__Information provided__:

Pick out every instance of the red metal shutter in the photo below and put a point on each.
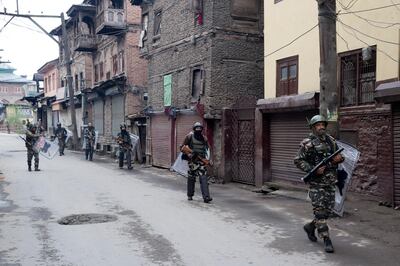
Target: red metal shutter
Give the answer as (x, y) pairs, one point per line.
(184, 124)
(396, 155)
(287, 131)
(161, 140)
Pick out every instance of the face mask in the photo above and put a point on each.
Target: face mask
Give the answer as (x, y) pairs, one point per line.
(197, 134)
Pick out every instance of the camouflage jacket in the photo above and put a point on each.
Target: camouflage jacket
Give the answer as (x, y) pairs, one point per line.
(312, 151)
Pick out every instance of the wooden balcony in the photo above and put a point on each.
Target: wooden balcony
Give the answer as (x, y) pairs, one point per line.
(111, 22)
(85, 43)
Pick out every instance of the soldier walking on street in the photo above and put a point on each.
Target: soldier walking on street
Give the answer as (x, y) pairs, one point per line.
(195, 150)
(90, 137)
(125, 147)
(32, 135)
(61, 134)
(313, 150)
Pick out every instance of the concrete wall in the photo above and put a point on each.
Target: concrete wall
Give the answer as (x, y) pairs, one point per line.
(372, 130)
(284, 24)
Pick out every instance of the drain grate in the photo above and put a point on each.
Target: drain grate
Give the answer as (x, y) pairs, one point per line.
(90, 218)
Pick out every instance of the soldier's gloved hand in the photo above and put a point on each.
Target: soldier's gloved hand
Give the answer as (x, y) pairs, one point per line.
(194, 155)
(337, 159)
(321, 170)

--

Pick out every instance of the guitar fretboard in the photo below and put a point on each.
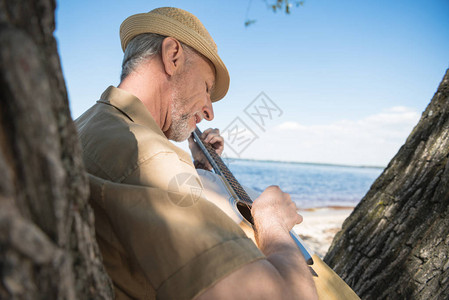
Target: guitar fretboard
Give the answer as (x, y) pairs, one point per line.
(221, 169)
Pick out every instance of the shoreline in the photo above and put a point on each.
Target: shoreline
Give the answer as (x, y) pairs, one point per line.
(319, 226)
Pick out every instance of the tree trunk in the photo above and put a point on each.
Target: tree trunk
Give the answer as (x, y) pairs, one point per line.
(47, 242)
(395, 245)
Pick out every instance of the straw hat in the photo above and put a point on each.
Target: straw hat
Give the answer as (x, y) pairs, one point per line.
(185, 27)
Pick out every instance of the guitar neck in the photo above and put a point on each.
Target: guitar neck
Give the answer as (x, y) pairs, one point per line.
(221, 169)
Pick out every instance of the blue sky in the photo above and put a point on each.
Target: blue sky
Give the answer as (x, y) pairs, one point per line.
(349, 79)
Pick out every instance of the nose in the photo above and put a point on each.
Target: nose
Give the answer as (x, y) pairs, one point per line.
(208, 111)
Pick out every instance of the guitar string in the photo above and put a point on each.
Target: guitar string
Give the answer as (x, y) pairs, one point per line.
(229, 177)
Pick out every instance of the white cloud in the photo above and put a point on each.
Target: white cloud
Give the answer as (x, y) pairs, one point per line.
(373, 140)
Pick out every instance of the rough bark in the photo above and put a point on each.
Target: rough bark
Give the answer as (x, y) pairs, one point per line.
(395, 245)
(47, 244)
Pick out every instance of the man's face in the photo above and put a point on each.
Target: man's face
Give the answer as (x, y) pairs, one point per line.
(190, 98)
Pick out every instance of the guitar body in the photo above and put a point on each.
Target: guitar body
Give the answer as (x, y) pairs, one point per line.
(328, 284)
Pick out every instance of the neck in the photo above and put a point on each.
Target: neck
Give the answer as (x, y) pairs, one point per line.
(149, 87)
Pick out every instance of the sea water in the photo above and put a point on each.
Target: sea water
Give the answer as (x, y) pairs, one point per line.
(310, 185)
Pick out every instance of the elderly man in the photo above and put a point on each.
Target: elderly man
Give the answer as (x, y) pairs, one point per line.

==

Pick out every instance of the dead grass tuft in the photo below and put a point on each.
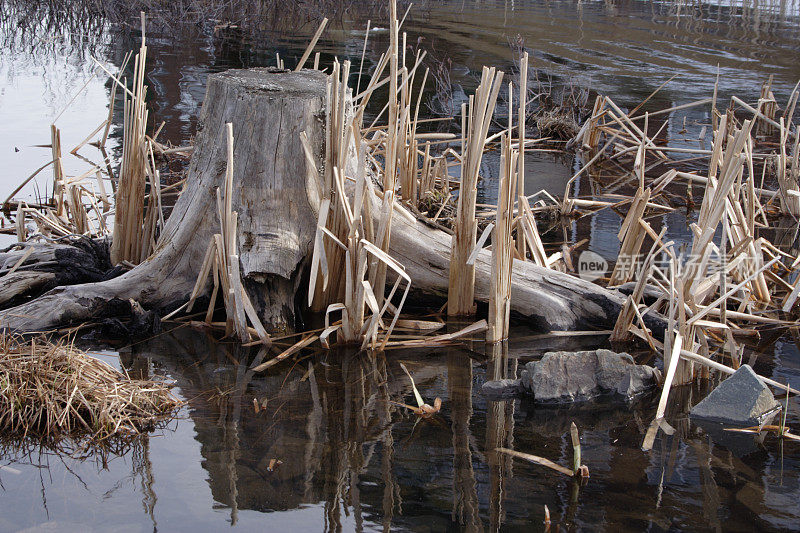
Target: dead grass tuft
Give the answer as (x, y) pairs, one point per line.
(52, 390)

__To be done__: Select and copy each line of the items above that contains the string "walking". Case matters.

__Result of the exercise__:
Pick out every instance of the soldier walking on street in the photo above and put a point on each.
Target: soldier walking on street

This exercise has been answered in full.